• Stored entries
++++++++++++++++++++

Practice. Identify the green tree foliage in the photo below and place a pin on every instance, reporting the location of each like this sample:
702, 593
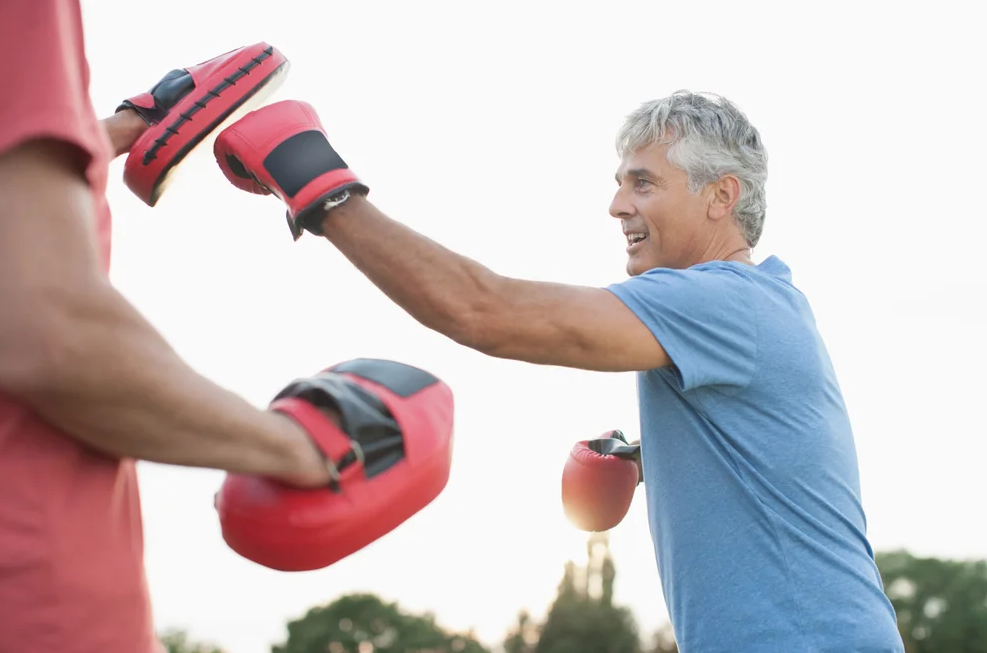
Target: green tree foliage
583, 616
362, 623
941, 604
664, 641
523, 637
176, 641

++++++++++++++++++++

• Problem statement
Copy the data precisely. Skip every picture.

• Solution below
Practice. Identify the green tree foliage in the photo below and place a pin on every instance, reporting the location of each like this sample:
702, 593
Target: green tree foliage
583, 616
362, 623
941, 604
664, 641
523, 637
176, 641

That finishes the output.